SHORT TASK: Could you return the material beginning at the line that has "Guideline: for each instance of the red" and stopping after the line that has "column 356, row 39", substituting "central point" for "innermost point" and leaving everything else unchanged?

(Dataset entries)
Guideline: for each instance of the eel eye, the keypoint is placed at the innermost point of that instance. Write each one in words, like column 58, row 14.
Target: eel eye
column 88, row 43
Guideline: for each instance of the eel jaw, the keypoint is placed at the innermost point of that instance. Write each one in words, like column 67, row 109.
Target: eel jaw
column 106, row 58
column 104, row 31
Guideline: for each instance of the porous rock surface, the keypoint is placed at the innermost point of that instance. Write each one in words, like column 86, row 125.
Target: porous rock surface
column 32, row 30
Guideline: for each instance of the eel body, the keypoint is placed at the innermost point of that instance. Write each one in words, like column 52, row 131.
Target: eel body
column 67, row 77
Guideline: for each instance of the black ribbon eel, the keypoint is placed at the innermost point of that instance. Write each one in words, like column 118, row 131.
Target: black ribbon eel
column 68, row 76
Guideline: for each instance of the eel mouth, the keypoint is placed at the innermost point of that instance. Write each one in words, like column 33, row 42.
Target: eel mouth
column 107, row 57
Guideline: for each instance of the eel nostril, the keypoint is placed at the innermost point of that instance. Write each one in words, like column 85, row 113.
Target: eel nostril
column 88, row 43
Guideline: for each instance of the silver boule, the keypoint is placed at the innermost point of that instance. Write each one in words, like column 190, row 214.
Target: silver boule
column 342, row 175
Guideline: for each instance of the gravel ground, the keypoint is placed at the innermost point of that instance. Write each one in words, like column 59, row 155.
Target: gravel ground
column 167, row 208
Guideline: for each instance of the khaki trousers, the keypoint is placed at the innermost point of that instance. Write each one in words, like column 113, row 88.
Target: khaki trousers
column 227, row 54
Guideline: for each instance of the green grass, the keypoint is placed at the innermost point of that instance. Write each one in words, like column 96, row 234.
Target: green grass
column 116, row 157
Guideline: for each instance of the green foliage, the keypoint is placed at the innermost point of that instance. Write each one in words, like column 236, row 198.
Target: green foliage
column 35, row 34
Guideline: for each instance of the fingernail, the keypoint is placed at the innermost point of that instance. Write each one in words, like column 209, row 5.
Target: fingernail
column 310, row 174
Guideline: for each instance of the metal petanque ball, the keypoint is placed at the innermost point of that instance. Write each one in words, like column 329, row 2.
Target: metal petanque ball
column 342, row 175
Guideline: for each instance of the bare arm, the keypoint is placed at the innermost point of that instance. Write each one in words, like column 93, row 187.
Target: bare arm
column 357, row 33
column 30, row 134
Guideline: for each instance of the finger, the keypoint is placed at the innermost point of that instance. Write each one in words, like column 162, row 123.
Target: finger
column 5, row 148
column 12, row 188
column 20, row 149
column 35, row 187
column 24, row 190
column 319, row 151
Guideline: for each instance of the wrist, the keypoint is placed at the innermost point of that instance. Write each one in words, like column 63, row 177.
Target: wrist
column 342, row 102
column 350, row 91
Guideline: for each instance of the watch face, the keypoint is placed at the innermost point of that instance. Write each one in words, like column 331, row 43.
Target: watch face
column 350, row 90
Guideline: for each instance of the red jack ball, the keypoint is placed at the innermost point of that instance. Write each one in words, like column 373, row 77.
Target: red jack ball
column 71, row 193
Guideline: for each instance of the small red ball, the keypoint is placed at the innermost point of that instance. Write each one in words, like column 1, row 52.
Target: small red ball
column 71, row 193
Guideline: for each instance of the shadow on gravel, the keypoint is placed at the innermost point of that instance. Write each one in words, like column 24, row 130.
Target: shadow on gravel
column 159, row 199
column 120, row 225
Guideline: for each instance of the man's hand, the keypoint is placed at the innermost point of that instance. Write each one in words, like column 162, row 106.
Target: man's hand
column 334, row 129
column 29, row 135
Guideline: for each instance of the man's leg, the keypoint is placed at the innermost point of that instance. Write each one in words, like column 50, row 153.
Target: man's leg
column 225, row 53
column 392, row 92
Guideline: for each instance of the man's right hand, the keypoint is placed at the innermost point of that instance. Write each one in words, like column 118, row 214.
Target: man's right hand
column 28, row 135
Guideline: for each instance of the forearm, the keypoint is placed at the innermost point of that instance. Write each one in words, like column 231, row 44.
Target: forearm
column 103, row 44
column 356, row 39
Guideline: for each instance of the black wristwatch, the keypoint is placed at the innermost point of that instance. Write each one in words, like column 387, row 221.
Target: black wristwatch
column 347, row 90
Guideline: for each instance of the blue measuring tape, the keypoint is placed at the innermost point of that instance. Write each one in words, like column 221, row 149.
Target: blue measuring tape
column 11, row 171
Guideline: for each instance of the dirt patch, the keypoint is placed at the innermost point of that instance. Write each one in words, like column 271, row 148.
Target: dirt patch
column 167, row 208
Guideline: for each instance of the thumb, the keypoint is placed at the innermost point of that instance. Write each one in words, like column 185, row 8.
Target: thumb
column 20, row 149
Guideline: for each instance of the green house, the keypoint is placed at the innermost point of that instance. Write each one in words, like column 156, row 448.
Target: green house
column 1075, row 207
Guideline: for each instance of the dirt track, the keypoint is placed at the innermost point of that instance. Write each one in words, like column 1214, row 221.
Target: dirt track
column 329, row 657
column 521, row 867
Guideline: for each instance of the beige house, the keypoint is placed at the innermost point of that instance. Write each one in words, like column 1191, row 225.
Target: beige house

REPLY TO THE TASK:
Guideline: for each instance of the red jack ball, the keypoint is placed at the central point of that instance. Write each one in words, like column 373, row 77.
Target: red jack ball
column 71, row 193
Guideline: for each instance of the small red ball, the keypoint is placed at the central point of that instance. Write each one in words, like column 1, row 52.
Target: small red ball
column 71, row 193
Guideline: for each instance of the shadow on gravel, the keypoint is placed at the central point of that instance. Write each one in words, like column 24, row 130.
Target: shadow on gravel
column 159, row 199
column 120, row 225
Guideline: for each instance of the man's hand, the keypoint is placed at the central point of that instance. Write each one in words, like column 162, row 106.
Target: man's hand
column 334, row 129
column 29, row 135
Guideline: for each instance of the man's leg, the keypoint is placed at the central point of that instance. Write each one in words, like column 50, row 153.
Target: man's leg
column 225, row 53
column 392, row 92
Guideline: for each instance of the man's right hand, the keypoint is placed at the central point of that instance. Write each one in words, like column 118, row 214.
Target: man's right hand
column 28, row 135
Guideline: for each instance of the forearm, the keypoint is placed at the central point of that instance. Write each one in words, like column 231, row 44.
Target: forearm
column 103, row 44
column 356, row 39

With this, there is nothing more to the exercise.